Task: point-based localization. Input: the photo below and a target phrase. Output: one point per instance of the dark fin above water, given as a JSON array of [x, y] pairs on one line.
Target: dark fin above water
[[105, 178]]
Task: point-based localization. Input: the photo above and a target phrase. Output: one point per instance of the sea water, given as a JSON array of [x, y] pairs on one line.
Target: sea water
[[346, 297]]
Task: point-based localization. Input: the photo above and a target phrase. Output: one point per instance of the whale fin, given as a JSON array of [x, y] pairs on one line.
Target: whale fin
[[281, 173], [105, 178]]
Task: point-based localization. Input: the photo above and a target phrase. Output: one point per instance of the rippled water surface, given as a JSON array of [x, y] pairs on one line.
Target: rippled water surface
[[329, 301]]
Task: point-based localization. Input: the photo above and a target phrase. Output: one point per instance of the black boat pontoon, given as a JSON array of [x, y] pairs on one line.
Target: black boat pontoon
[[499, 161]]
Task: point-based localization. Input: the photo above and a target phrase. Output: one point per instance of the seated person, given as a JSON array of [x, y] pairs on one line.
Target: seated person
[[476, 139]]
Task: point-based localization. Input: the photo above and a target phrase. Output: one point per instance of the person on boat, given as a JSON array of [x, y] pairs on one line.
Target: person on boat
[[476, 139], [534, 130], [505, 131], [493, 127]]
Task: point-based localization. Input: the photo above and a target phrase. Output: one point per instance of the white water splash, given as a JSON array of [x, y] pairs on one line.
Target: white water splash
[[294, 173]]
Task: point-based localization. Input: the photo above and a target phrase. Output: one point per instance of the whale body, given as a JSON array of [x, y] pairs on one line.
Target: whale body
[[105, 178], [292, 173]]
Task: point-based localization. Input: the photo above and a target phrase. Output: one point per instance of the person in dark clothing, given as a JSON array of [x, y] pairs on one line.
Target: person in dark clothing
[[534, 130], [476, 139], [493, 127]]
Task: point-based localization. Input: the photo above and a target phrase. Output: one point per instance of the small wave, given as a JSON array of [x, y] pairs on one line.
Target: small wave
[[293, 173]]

= = =

→ **Problem to solve**: Render the material above as a JSON list of strings, one string per line, from its first line down through the line containing "[[476, 139], [534, 130], [505, 131], [493, 127]]", with blank lines omitted.

→ **Output below**:
[
  "Task: point-based localization. Input: the photo below and a target phrase. Output: one point per instance of the dark fin above water, given as a JSON array of [x, y] pairs on one line.",
  "Target: dark fin above water",
  "[[105, 178]]",
  "Task: point-based localization. Input: the photo above and a target phrase. Output: one point per instance of the sea water, given as a JSON array of [x, y] pairs on one line.",
  "Target: sea water",
  "[[346, 297]]",
  "Task: point-based localization. Input: the photo above and a target phrase. Output: one point per instance of the whale fin, given as a JSON array of [x, y] pairs on one line.",
  "Target: whale fin",
  "[[281, 173], [105, 178]]",
  "Task: point-based localization. Input: the photo above and a target phrase. Output: one point per instance of the rippled water surface, given as a JSON array of [x, y] pairs on one line.",
  "Target: rippled water surface",
  "[[329, 301]]",
  "Task: point-based localization. Input: the photo above and a target phrase. Output: one point per instance of the black boat pontoon, given as a JSON array of [x, y] pairs on one line.",
  "Target: black boat pontoon",
  "[[499, 161]]",
  "Task: point-based localization. Input: the photo above and a target phrase. Output: one point per instance of the seated person, given as a JSON array of [x, y] pairs on one line.",
  "Target: seated person",
  "[[476, 139]]",
  "Task: point-based localization. Input: the photo above and a target phrase. Output: one point per instance of the person on boat, given as a JSON array of [x, y] pairs on one line.",
  "Target: person on boat",
  "[[476, 139], [534, 130], [505, 131], [493, 127]]"
]